### Task goal
Convert every line of the records below into a Markdown table with the columns "Row" and "Line," numbering the rows in order and skipping blank lines. Omit the pictures.

• • • • •

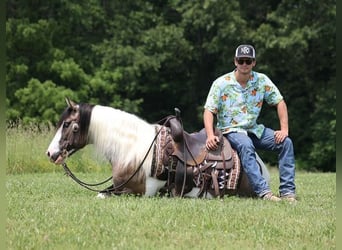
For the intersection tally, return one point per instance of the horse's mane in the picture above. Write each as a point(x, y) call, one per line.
point(122, 137)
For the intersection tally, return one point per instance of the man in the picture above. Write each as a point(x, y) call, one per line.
point(236, 99)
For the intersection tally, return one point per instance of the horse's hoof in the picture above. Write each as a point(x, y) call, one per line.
point(103, 195)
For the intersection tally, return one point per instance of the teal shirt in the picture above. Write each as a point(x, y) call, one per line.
point(238, 108)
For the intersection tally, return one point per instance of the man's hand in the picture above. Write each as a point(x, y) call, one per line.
point(212, 142)
point(280, 136)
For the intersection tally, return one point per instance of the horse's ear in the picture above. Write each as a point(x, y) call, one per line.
point(70, 103)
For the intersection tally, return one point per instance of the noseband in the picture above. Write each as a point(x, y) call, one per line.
point(113, 188)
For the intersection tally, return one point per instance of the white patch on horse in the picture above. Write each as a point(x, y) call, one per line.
point(123, 138)
point(54, 145)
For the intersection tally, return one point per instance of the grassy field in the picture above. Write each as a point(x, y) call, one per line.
point(47, 210)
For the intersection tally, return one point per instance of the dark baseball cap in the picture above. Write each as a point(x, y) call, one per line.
point(245, 50)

• • • • •

### Solution below
| Row | Line |
|---|---|
| 1 | For the intersection tally, return one point per instance of the horse's mane in the picture above. Write each as a point(x, y) call, one per line. |
| 2 | point(122, 137) |
| 3 | For the intersection tally, return one point per instance of the man in the picture above. Write each as a point(x, y) call, one per line. |
| 4 | point(236, 99) |
| 5 | For the intersection tally, return one point per instance of the horse's hoof in the picture above. Write each as a point(x, y) call, one per line. |
| 6 | point(103, 195) |
| 7 | For the intersection tally, return one point per instance of the teal shirt in the picture above. Write each as a point(x, y) call, one per line. |
| 8 | point(238, 108) |
| 9 | For the intersection tally, return one point per instance of the man's hand in the picture above. Write each as a point(x, y) call, one per line. |
| 10 | point(212, 142) |
| 11 | point(280, 136) |
| 12 | For the intersection tally, return one point per instance of the horse's ear in the picture above. Write each as a point(x, y) call, one per line. |
| 13 | point(70, 103) |
| 14 | For the intersection tally, return one point per instance of the noseband in the picture above. Write each as a point(x, y) call, one per line. |
| 15 | point(113, 188) |
| 16 | For the intersection tally, return one point per instance of the white patch on horse in the picture above. Write each as a point(x, y) call, one per line. |
| 17 | point(123, 138) |
| 18 | point(54, 145) |
| 19 | For the intersection tally, return one point per instance of the grassy field in the picture above. Write each as a point(x, y) call, one per line. |
| 20 | point(47, 210) |
| 21 | For the intersection tally, return one point per instance of the dark baseball cap in the picture above. Write each as a point(x, y) call, one per line. |
| 22 | point(245, 50) |